* **RECORDS FOR THIS EXERCISE**:
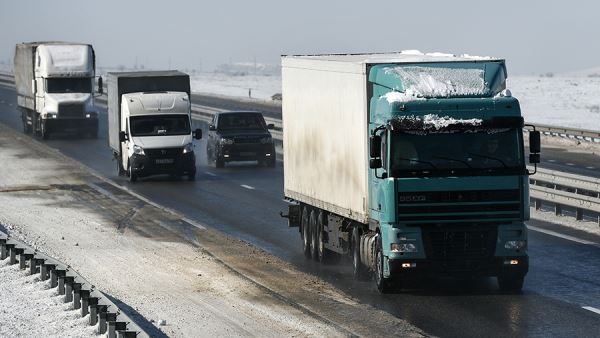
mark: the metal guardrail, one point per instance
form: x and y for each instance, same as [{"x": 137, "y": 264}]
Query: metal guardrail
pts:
[
  {"x": 76, "y": 289},
  {"x": 564, "y": 189}
]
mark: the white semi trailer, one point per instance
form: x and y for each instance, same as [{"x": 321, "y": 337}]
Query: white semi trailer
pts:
[{"x": 55, "y": 92}]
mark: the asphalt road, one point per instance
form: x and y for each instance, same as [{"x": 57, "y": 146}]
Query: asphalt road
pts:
[{"x": 244, "y": 201}]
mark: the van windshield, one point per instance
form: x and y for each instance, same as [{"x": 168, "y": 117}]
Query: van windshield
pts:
[
  {"x": 159, "y": 125},
  {"x": 69, "y": 85}
]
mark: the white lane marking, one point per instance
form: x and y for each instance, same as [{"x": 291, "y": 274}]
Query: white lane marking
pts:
[
  {"x": 563, "y": 236},
  {"x": 590, "y": 308}
]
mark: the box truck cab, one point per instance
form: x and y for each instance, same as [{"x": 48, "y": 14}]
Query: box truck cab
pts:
[
  {"x": 55, "y": 88},
  {"x": 150, "y": 126},
  {"x": 413, "y": 164}
]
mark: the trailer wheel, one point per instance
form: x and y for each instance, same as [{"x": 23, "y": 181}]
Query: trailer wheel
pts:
[
  {"x": 314, "y": 234},
  {"x": 360, "y": 271},
  {"x": 384, "y": 284},
  {"x": 511, "y": 283},
  {"x": 305, "y": 232}
]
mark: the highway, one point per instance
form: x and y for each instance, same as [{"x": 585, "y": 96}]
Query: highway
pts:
[{"x": 244, "y": 201}]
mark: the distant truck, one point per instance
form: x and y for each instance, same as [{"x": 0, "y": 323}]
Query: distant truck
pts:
[
  {"x": 413, "y": 164},
  {"x": 55, "y": 91},
  {"x": 149, "y": 124}
]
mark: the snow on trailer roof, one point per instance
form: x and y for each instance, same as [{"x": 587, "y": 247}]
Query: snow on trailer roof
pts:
[{"x": 406, "y": 56}]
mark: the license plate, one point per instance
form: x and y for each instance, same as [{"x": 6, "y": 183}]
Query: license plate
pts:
[{"x": 163, "y": 161}]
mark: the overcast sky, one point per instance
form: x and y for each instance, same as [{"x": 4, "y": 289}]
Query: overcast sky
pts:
[{"x": 534, "y": 36}]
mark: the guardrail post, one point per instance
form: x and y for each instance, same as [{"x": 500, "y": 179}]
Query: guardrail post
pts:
[
  {"x": 578, "y": 214},
  {"x": 85, "y": 295},
  {"x": 68, "y": 289}
]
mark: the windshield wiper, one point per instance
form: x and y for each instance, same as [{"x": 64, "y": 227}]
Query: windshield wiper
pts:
[
  {"x": 413, "y": 160},
  {"x": 490, "y": 158},
  {"x": 454, "y": 160}
]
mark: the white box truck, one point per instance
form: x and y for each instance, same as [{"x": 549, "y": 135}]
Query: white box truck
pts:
[
  {"x": 411, "y": 163},
  {"x": 55, "y": 91},
  {"x": 149, "y": 124}
]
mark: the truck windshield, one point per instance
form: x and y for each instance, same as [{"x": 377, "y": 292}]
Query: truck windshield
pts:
[
  {"x": 486, "y": 152},
  {"x": 159, "y": 125},
  {"x": 241, "y": 121},
  {"x": 69, "y": 85}
]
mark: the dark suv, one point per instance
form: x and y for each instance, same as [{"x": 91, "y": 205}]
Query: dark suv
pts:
[{"x": 240, "y": 136}]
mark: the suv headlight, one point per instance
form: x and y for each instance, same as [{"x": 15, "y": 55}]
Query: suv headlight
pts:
[
  {"x": 266, "y": 139},
  {"x": 226, "y": 141},
  {"x": 189, "y": 148},
  {"x": 138, "y": 150}
]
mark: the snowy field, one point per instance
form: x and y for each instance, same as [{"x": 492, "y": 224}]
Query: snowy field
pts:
[{"x": 30, "y": 308}]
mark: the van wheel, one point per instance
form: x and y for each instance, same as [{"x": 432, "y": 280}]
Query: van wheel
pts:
[{"x": 305, "y": 232}]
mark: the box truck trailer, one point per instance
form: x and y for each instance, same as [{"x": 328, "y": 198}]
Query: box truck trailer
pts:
[
  {"x": 411, "y": 164},
  {"x": 55, "y": 88},
  {"x": 149, "y": 124}
]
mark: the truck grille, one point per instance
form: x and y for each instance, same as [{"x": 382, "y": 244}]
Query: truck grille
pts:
[
  {"x": 71, "y": 110},
  {"x": 460, "y": 248},
  {"x": 459, "y": 205}
]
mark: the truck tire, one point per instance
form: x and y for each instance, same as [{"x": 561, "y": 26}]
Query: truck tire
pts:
[
  {"x": 511, "y": 283},
  {"x": 384, "y": 285},
  {"x": 314, "y": 232},
  {"x": 305, "y": 232},
  {"x": 359, "y": 270}
]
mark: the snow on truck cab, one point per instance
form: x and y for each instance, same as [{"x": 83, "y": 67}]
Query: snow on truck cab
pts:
[
  {"x": 413, "y": 164},
  {"x": 54, "y": 82},
  {"x": 150, "y": 131}
]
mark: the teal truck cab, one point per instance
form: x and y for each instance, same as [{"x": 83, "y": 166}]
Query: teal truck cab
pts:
[{"x": 446, "y": 182}]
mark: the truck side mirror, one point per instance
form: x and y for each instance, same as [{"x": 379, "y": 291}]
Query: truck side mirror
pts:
[
  {"x": 534, "y": 142},
  {"x": 375, "y": 147},
  {"x": 100, "y": 86},
  {"x": 375, "y": 163},
  {"x": 123, "y": 136}
]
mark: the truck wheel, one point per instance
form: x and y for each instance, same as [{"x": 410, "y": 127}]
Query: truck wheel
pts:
[
  {"x": 384, "y": 284},
  {"x": 360, "y": 271},
  {"x": 44, "y": 130},
  {"x": 305, "y": 232},
  {"x": 511, "y": 283},
  {"x": 314, "y": 235},
  {"x": 132, "y": 175}
]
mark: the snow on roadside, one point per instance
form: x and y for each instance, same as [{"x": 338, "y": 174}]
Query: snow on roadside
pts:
[{"x": 30, "y": 308}]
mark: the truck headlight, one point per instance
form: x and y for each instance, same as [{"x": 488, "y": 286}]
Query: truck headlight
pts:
[
  {"x": 189, "y": 148},
  {"x": 227, "y": 141},
  {"x": 138, "y": 150},
  {"x": 403, "y": 247},
  {"x": 515, "y": 245}
]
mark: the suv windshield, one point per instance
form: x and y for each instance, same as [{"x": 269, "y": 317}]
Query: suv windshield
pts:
[
  {"x": 241, "y": 121},
  {"x": 488, "y": 152},
  {"x": 69, "y": 85},
  {"x": 159, "y": 125}
]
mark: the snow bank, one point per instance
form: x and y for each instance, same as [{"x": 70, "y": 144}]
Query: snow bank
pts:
[
  {"x": 31, "y": 309},
  {"x": 439, "y": 82}
]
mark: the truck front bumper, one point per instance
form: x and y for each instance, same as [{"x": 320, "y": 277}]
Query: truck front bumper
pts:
[
  {"x": 143, "y": 165},
  {"x": 517, "y": 265}
]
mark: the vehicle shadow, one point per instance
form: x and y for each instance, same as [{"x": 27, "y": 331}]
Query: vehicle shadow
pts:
[{"x": 142, "y": 322}]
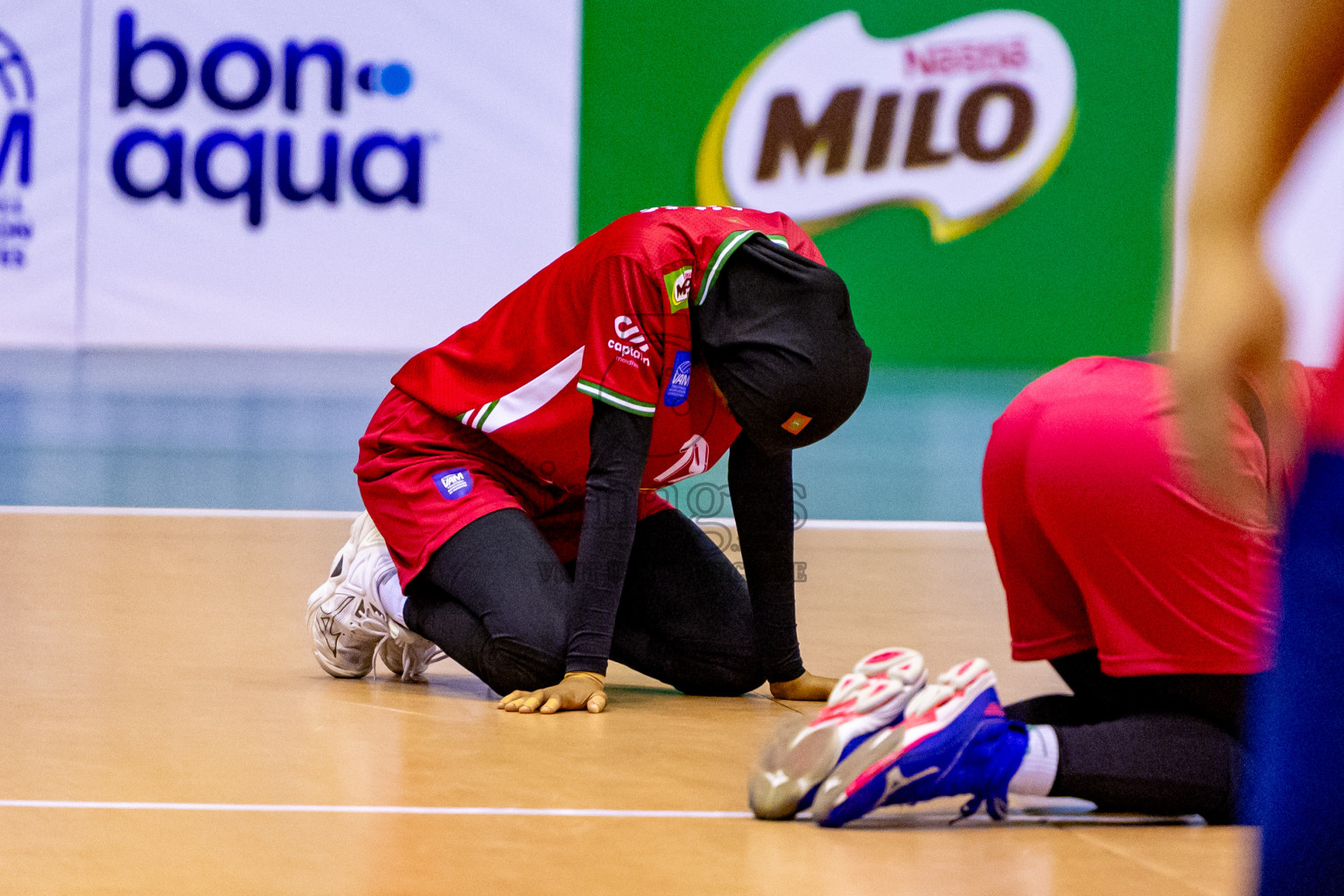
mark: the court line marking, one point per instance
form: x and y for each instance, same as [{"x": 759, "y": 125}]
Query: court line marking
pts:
[
  {"x": 882, "y": 526},
  {"x": 375, "y": 810}
]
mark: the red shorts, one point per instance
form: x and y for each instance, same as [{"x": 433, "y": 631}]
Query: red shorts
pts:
[
  {"x": 1100, "y": 542},
  {"x": 424, "y": 477}
]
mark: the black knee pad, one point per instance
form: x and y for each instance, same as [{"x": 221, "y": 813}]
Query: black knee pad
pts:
[
  {"x": 721, "y": 682},
  {"x": 514, "y": 665}
]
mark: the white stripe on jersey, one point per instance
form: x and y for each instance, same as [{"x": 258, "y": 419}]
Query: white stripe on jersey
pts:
[{"x": 533, "y": 396}]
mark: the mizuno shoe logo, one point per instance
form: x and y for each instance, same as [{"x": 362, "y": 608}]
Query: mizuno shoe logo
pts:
[{"x": 897, "y": 780}]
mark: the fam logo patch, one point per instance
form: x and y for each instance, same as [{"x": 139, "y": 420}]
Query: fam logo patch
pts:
[
  {"x": 18, "y": 92},
  {"x": 679, "y": 289},
  {"x": 679, "y": 387},
  {"x": 962, "y": 121},
  {"x": 453, "y": 484}
]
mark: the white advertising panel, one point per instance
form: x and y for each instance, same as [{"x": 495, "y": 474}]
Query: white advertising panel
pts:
[
  {"x": 39, "y": 94},
  {"x": 306, "y": 175}
]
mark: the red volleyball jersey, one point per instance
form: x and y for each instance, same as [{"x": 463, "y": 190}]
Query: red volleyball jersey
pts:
[{"x": 608, "y": 320}]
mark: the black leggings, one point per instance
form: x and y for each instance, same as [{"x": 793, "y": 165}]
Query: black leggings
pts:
[
  {"x": 1155, "y": 745},
  {"x": 498, "y": 601}
]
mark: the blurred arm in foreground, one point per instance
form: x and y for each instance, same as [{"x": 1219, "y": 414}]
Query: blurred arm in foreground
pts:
[{"x": 1276, "y": 66}]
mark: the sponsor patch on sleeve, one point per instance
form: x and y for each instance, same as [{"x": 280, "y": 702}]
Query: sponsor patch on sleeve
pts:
[
  {"x": 679, "y": 288},
  {"x": 453, "y": 484},
  {"x": 680, "y": 383}
]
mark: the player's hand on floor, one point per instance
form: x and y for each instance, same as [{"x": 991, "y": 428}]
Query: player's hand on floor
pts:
[
  {"x": 805, "y": 687},
  {"x": 578, "y": 690}
]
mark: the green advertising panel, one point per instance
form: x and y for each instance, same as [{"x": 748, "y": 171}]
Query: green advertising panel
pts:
[{"x": 990, "y": 182}]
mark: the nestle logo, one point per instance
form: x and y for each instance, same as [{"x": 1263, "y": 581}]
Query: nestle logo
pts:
[
  {"x": 962, "y": 121},
  {"x": 949, "y": 58}
]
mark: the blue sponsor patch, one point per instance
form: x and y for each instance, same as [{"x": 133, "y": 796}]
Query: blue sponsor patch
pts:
[
  {"x": 680, "y": 383},
  {"x": 453, "y": 484}
]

* **WORK TO COMPLETE**:
Go through the material above and copy each line that holds the string "shadow".

* **RESULT OF THE TASK**:
mark: the vehicle shadow, one point per instance
Query: vehicle shadow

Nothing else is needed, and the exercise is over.